About this task: Reproduce exactly the lines beginning with the line that contains "Field-scouting task: mark every instance of the large" and ending at the final line of the material below.

-------- The data --------

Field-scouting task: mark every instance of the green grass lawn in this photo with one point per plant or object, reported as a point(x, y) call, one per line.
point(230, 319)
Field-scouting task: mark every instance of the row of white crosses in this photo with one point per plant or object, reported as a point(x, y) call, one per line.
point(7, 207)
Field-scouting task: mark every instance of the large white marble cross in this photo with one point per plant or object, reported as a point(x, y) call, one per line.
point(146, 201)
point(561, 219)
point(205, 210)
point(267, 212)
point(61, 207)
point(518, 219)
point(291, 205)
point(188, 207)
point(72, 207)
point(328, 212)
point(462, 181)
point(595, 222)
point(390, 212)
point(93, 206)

--------

Solution for this task:
Field-scouting task: mark every instance of the large white marble cross in this photo with one point per plant or object, reported as a point(x, y) call, one per line.
point(146, 201)
point(561, 219)
point(205, 210)
point(267, 212)
point(61, 207)
point(518, 219)
point(291, 205)
point(188, 207)
point(72, 207)
point(328, 212)
point(462, 181)
point(595, 222)
point(390, 212)
point(93, 206)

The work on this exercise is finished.